Reproduce each of the following records verbatim, preserving every character and line break.

§ **DATA SHOWN**:
━━━

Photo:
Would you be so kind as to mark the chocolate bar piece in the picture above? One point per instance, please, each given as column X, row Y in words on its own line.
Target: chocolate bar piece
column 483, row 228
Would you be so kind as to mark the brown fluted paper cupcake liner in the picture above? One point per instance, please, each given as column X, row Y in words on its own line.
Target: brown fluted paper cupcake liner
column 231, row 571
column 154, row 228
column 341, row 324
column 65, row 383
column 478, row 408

━━━

§ **WORKED SOLUTION**:
Photo:
Would you be so kind as to mark the chocolate bar piece in the picture above? One point per instance, please, each given as column X, row Y in words on its own line.
Target: chocolate bar piece
column 483, row 228
Would you be so kind as to mark the brown fluted paper cupcake liner in the picture above? One point per instance, please, each given as column X, row Y in words on its own line.
Target: brown fluted paper cupcake liner
column 231, row 571
column 154, row 228
column 341, row 324
column 65, row 383
column 478, row 408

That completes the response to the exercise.